Но одно из его лиц – именно “свободный” художник-маргинал.
Определение “маргинальный” также требует пояснений и уточнений. Речь
идет об отдаленности от того центра, который образовывали легальная советская
словесность и ее деятели. Художник-маргинал не приемлет легальности,
официальности, чаще всего полностью отказывается от контактов с редакциями, с
официозными творческими союзами, с партсовчиновниками, ведавшими культурой,
уклоняется от “сотрудничества” с КГБ. Говоря словами ленинградского
поэта, впоследствии эмигранта Льва Лосева, в России “всегда находились
поэты и художники достаточно молодые, пьющие или сумасшедшие (или всё это
вместе), чтобы пренебрегать опасностью и резвиться лагерной бездны на краю.

------------------------------------

Задания к упражнению
A: Найдите в записях ниже все строки, где встречается слово "sleeve", и перепишите их, учитывая регистр букв.
B: Напишите продолжение текста о художнике-маргинале, начав сразу после его последнего предложения.

Записи с указанием точек на названных объектах
------------------------------------

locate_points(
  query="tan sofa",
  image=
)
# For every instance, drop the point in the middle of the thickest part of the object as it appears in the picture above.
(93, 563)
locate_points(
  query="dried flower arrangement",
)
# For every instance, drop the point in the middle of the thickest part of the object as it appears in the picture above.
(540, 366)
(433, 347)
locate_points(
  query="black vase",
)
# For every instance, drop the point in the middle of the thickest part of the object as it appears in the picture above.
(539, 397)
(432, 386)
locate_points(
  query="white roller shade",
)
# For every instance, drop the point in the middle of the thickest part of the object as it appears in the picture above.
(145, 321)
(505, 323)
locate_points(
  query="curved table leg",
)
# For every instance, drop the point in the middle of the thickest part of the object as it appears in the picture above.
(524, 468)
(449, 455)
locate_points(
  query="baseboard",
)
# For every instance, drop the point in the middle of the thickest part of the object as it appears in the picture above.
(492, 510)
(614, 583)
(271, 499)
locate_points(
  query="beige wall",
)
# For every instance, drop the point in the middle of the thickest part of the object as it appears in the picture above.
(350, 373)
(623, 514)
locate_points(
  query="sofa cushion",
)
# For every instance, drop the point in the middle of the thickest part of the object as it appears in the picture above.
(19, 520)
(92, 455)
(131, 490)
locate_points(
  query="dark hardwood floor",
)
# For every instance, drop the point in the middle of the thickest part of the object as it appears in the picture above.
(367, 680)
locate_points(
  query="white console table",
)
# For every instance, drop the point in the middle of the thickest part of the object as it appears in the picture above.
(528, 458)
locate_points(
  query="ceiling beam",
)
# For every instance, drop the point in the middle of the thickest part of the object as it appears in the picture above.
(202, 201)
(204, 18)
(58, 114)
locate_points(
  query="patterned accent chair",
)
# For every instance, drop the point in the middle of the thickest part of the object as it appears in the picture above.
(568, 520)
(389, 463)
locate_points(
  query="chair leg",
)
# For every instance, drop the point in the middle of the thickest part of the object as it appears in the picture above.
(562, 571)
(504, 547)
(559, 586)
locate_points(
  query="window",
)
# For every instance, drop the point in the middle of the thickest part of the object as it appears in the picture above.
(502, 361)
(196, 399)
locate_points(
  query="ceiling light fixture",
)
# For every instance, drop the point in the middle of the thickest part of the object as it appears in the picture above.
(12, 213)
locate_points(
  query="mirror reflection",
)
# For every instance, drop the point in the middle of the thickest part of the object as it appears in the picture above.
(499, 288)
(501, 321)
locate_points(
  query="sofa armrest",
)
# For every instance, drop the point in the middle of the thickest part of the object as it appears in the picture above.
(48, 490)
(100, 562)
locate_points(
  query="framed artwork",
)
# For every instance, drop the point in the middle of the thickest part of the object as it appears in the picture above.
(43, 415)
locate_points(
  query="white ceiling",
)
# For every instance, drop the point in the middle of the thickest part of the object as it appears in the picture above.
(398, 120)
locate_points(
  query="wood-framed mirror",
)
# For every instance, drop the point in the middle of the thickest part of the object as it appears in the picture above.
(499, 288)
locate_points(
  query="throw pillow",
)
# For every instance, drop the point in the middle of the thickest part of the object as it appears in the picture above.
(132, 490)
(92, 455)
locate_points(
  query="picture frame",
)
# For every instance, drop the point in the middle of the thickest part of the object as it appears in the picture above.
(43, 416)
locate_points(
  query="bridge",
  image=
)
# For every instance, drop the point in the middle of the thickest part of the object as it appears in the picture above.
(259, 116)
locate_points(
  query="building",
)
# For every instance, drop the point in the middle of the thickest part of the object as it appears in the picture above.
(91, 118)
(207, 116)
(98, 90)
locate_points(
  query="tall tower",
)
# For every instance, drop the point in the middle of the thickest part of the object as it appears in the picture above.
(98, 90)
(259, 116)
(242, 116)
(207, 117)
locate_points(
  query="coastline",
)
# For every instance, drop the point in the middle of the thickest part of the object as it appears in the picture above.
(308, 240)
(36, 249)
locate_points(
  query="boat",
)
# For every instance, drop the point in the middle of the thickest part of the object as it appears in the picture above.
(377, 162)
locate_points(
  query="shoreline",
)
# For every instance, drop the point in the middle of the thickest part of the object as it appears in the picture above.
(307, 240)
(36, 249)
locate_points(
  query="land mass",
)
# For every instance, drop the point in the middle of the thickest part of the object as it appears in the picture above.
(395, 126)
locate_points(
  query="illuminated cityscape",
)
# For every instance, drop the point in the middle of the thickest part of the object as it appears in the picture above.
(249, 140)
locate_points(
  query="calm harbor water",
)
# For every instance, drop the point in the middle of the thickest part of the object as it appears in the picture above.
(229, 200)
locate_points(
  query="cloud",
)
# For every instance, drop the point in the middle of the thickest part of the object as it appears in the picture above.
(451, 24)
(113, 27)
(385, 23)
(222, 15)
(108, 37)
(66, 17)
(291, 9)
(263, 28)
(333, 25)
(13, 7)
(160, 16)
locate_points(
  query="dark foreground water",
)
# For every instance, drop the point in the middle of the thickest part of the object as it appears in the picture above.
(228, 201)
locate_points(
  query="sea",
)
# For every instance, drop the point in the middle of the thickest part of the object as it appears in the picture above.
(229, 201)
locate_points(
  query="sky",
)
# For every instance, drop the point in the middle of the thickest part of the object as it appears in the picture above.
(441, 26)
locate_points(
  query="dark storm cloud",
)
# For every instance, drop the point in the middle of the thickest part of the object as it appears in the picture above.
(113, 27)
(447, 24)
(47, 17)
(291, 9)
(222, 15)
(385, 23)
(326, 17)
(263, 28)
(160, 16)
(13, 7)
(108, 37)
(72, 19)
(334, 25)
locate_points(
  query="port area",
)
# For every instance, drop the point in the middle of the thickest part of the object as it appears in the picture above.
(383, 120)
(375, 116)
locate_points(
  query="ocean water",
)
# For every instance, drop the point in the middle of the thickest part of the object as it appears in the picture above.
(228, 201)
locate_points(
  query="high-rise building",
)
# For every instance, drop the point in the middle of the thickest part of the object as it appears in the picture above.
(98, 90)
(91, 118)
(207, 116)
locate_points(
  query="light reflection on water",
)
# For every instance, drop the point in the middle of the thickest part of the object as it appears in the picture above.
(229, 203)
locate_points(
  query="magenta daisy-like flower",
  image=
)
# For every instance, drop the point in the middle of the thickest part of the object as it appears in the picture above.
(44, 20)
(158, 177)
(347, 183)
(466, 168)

------------------------------------

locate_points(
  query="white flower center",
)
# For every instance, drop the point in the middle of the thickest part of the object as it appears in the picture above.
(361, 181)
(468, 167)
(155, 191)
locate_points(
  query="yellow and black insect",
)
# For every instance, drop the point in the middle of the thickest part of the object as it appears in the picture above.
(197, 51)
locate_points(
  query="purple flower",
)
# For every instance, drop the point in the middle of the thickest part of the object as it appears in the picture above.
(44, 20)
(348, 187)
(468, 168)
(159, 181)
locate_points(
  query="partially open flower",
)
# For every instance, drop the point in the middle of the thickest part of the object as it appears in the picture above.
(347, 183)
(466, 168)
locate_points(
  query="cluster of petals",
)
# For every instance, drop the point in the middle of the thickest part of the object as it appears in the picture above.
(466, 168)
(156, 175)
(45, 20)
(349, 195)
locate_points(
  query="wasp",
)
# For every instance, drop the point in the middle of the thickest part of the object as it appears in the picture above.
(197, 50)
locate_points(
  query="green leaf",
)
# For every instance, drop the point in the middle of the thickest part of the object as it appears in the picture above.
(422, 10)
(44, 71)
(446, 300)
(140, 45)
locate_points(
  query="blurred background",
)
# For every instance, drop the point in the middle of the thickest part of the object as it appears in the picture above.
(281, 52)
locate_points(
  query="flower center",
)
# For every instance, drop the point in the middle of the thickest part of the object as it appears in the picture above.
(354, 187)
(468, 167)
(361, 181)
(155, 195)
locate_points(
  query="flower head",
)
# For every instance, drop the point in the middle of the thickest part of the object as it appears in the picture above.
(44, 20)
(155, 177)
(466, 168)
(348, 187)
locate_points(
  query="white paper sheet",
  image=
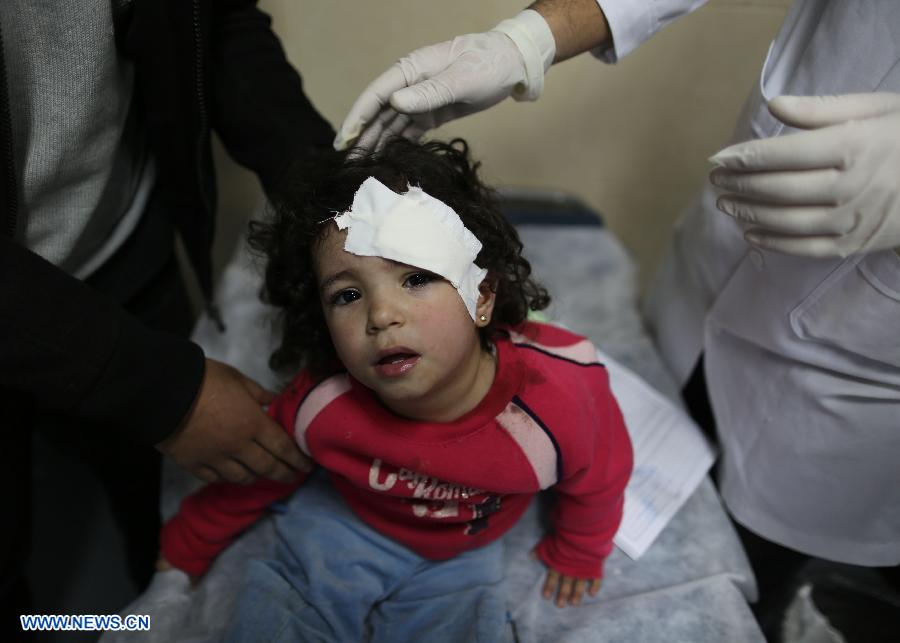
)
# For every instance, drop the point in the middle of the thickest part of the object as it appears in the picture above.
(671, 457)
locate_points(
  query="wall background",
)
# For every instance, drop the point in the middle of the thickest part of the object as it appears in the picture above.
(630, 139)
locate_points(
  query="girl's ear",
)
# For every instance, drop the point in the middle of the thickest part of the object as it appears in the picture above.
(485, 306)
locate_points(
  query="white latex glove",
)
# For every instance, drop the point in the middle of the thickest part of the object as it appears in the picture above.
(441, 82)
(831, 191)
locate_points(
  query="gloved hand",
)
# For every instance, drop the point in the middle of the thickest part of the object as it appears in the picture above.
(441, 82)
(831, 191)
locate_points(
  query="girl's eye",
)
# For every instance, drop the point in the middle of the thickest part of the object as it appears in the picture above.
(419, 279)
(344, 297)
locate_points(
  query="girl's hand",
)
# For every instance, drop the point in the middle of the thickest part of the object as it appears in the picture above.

------------------------------------

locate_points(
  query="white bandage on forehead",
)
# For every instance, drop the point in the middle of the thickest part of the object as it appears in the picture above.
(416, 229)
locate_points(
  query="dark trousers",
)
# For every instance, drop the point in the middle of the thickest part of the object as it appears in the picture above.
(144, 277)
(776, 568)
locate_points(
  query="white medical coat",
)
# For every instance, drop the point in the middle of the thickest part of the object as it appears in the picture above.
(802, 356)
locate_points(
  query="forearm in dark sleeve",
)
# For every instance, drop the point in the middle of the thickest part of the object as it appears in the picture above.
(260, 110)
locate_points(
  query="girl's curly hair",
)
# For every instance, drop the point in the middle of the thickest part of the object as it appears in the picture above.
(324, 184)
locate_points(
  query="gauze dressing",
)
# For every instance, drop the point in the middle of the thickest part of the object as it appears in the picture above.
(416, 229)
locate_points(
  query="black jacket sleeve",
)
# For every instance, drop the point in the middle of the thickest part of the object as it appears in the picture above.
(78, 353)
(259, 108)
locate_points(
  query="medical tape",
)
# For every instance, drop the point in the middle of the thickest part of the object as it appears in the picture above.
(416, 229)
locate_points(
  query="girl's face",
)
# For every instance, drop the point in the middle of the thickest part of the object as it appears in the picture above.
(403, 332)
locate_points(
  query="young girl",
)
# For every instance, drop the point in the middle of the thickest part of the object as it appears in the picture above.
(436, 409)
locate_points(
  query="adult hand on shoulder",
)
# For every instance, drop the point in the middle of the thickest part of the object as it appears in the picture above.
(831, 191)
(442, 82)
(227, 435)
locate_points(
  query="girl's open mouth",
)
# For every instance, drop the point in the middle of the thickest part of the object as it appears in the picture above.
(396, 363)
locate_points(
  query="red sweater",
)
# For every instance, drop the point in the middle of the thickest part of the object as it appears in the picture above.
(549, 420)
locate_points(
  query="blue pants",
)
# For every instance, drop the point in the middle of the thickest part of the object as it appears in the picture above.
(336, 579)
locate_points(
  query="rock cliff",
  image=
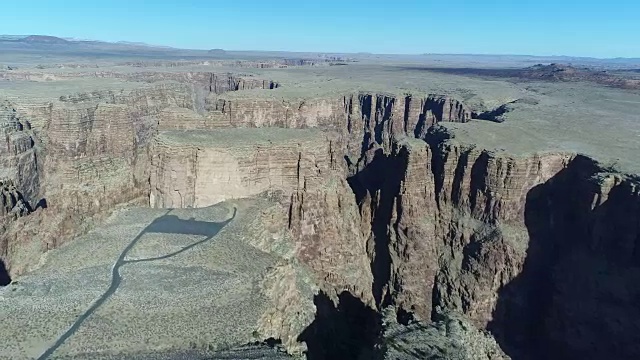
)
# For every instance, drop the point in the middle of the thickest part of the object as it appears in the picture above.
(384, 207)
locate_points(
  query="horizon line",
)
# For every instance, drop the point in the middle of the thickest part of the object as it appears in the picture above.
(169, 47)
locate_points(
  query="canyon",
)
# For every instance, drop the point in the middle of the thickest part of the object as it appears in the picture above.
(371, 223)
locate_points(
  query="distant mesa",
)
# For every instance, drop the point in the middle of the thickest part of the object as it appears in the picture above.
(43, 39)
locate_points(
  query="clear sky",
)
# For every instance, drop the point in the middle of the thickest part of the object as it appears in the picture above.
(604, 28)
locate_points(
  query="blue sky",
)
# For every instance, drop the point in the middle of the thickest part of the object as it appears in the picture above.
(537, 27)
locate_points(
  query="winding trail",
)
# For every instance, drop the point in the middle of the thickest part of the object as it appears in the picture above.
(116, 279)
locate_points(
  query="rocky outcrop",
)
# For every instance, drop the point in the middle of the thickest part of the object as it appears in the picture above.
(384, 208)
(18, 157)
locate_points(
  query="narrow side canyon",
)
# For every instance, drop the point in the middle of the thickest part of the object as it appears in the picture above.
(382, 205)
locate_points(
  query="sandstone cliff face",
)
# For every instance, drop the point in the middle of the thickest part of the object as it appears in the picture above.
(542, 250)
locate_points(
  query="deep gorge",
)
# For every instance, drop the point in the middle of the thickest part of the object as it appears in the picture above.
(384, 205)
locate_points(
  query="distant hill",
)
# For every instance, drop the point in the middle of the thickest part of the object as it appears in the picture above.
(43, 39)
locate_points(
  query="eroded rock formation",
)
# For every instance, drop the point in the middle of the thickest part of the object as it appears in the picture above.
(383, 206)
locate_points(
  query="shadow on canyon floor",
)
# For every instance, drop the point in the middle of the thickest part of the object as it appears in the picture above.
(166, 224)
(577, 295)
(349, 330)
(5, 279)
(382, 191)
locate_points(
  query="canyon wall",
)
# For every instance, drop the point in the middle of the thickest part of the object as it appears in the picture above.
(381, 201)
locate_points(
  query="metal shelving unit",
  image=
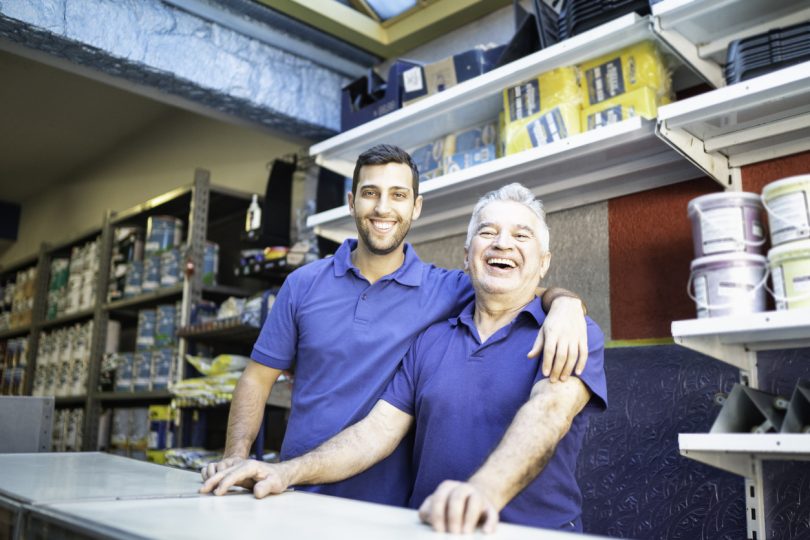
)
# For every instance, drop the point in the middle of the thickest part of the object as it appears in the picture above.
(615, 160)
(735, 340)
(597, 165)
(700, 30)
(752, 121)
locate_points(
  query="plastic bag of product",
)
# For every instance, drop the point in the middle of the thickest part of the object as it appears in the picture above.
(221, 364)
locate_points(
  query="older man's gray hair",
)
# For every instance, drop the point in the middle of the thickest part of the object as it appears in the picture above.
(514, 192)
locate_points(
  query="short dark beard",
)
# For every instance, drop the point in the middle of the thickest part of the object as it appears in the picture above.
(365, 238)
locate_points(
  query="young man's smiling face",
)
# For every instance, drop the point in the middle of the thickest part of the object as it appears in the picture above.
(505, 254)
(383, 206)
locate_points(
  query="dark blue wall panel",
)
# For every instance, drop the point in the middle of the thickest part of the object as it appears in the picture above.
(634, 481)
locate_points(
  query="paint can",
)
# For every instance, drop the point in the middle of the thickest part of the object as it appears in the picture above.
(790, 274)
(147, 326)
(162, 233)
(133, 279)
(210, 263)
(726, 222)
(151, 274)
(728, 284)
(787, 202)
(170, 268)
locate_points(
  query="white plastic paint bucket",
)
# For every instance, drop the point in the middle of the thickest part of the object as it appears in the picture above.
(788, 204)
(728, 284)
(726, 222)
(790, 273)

------------------------------------

Список ответов
A:
  query="forearm in dark sleeve",
  query="black jacket sleeve",

B:
Слабые, кривые, а всё это были ветки ещё живого древа русской
культуры…”[9. С. 43].
Маргиналы
неподцензурной среды – это не одно поколение ленинградских (особенно это
характерно для 1970-х – начала 1980-х годов) кочегаров и сторожей, людей,
сознательно выбиравших самую низкую ступень социальной лестницы. Глобальная
стратегия маргинала по определению -ускользание. С точки зрения официальной
власти – это тот, кто “уклоняется и отмалчивается”. Вот как описывает
свои действия после конфликта с правоохранительными органами из-за редактируемого
им несанкционированного журнала тот же Виктор Кривулин: “Власти
вмешались,”37″ закрыли, мне было сказано, что я должен или уезжать
или сотрудничать с органами. Я человек хитрый, начал петлять, в результате не
уехал и сотрудничать не стал, но журнал прекратился” [15].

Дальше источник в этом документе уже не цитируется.